近年急増している病気に帯状疱疹があります。
帯状疱疹はこれまで高齢者の病気と認識されていましたが、近年になって発病する人が若年化しています。最近では50代以上の3人に1人がかかると言われています。
帯状疱疹にかかる決定的な要因は、過去に水疱瘡に感染しているかどうかです。通常幼少期に水疱瘡に感染して、一度感染すると抗体が付いて感染しなくなります。帯状疱疹は人から感染するのではなく、本人の体内で抑えられていた水疱瘡が再発して帯状疱疹として現れます。水疱瘡ウイルスに新たに感染した時には、大人であっても水疱瘡を発症します。ですから帯状疱疹の人は、過去に水疱瘡にかかっていない人には接触してはいけません。
女性の方が発症率が比較的高く、また水疱瘡は冬の発症が多いのですが、帯状疱疹は夏に多いのが特徴です。特に免疫力に関わる病気が無ければ、生涯に1度発症すれば2度と発症しません。軽く考えてしまいがちですが、高齢になるほど深刻な後遺症を残すことがあるので要注意です。
帯状疱疹の症状
帯状疱疹で最初に出る症状は痛みです。
頭痛、ひどい肩こり、腰痛、耳の痛み、心臓付近の痛みなどがあるので、最初は五十肩や中耳炎などと勘違いして整形外科や耳鼻科に行く人もあります。これらの症状が体の左右片側にのみ現れるようなら帯状疱疹を疑いましょう。また、帯状疱疹は上半身に比較的多く現れます。
最初に体の片側に痛みがあって、その後痛みの部分に水ぶくれを含む湿疹が出ます。皮膚全体が過敏な状態になってピリピリした感じになる人もあります。痛みの程度には個人差があり、ひりひりする程度から夜眠れないほどひどいものもあります。
高齢者が発症した場合には、痛みが慢性化する場合もあるので注意が必要です。痛みを慢性化させないためには早期治療が大切です。帯状疱疹は、後遺症が残る可能性もあるのです。

------------

* やること *
A: 学習用テキストのうち、「帯状疱疹はこれまで高齢者の病」から「上半身に比較的多く現れます。」までの部分を一字も変えずに引用すること。
B: 学習用テキストの「女性の方が発症率が」で始まる段落を、主な事実を残して箇条書きにまとめてください。
学習用テキストの記述だけを手がかりにすること。

------------

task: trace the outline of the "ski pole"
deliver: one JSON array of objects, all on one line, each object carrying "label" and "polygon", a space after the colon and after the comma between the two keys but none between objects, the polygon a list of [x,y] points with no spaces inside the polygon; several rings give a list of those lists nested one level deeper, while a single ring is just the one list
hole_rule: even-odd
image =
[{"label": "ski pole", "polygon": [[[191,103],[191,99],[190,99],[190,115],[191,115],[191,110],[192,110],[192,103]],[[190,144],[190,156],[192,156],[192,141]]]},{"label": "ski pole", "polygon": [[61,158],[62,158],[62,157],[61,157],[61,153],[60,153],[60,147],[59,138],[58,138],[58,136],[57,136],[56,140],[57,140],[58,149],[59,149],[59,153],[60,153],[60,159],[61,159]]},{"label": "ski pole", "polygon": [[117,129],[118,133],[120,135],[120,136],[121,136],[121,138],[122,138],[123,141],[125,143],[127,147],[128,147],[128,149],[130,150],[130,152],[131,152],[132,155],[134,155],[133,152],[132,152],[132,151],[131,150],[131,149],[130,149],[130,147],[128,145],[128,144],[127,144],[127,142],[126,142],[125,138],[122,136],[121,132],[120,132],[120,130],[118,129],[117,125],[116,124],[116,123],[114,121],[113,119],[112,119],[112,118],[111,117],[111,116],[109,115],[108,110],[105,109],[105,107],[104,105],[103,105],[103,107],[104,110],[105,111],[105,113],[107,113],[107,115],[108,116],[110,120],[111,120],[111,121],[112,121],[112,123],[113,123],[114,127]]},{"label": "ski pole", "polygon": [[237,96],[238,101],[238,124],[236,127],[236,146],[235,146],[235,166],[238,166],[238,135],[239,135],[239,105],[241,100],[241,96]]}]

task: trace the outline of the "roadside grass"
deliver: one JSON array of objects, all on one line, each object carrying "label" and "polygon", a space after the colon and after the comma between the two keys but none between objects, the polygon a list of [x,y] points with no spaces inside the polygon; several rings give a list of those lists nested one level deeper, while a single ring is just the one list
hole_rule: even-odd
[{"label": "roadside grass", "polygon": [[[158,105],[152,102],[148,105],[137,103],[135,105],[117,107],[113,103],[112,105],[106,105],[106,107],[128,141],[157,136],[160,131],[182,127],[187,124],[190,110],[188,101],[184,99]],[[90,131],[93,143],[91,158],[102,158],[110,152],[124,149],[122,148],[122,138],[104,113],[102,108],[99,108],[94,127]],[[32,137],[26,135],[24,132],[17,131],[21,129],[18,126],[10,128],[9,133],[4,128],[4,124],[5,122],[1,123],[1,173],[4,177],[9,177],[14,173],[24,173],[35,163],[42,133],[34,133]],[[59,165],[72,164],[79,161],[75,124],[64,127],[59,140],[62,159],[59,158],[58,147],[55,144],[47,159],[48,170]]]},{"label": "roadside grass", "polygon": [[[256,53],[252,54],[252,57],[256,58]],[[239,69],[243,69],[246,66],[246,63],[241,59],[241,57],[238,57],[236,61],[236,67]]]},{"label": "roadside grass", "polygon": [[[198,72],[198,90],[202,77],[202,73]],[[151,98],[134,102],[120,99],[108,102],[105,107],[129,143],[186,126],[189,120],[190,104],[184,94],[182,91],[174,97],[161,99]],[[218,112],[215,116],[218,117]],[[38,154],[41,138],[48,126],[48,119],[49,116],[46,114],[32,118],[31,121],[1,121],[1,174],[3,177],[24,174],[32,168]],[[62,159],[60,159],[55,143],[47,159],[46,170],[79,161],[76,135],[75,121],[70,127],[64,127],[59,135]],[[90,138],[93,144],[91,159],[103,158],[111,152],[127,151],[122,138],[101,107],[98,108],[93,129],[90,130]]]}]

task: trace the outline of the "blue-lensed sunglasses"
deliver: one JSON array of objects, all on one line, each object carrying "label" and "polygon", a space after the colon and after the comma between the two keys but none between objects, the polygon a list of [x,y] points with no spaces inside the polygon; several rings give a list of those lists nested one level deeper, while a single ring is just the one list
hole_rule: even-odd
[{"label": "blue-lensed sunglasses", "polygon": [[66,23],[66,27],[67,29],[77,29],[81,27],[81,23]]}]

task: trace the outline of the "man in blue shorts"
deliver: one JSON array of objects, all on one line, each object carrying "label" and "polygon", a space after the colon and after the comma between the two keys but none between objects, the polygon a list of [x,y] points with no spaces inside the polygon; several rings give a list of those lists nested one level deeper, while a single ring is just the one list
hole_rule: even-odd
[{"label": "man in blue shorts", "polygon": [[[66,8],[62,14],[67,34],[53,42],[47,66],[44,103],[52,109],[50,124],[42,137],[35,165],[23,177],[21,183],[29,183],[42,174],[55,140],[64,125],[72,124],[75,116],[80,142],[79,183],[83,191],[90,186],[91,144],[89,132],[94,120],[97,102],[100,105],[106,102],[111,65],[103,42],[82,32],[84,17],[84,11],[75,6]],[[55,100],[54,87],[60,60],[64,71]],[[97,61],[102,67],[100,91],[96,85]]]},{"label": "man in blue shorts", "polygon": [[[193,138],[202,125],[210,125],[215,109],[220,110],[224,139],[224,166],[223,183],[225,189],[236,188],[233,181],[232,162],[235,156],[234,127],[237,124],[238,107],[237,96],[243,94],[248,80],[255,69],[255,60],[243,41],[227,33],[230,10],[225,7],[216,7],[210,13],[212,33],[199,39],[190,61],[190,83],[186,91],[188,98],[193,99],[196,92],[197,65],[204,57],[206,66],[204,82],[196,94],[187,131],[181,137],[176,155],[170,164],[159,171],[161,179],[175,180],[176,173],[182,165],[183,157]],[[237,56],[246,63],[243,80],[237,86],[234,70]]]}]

------------

* 課題ごとの解答 *
A:
帯状疱疹はこれまで高齢者の病気と認識されていましたが、近年になって発病する人が若年化しています。最近では50代以上の3人に1人がかかると言われています。
帯状疱疹にかかる決定的な要因は、過去に水疱瘡に感染しているかどうかです。通常幼少期に水疱瘡に感染して、一度感染すると抗体が付いて感染しなくなります。帯状疱疹は人から感染するのではなく、本人の体内で抑えられていた水疱瘡が再発して帯状疱疹として現れます。水疱瘡ウイルスに新たに感染した時には、大人であっても水疱瘡を発症します。ですから帯状疱疹の人は、過去に水疱瘡にかかっていない人には接触してはいけません。
女性の方が発症率が比較的高く、また水疱瘡は冬の発症が多いのですが、帯状疱疹は夏に多いのが特徴です。特に免疫力に関わる病気が無ければ、生涯に1度発症すれば2度と発症しません。軽く考えてしまいがちですが、高齢になるほど深刻な後遺症を残すことがあるので要注意です。
帯状疱疹の症状
帯状疱疹で最初に出る症状は痛みです。
頭痛、ひどい肩こり、腰痛、耳の痛み、心臓付近の痛みなどがあるので、最初は五十肩や中耳炎などと勘違いして整形外科や耳鼻科に行く人もあります。これらの症状が体の左右片側にのみ現れるようなら帯状疱疹を疑いましょう。また、帯状疱疹は上半身に比較的多く現れます。

B:
- 女性の方が発症率が比較的高い。
- 水疱瘡は冬に多いが、帯状疱疹は夏に多い。
- 免疫力に関わる病気がなければ、生涯に1度発症すれば2度と発症しない。
- 高齢になるほど深刻な後遺症を残すことがあり、注意が必要である。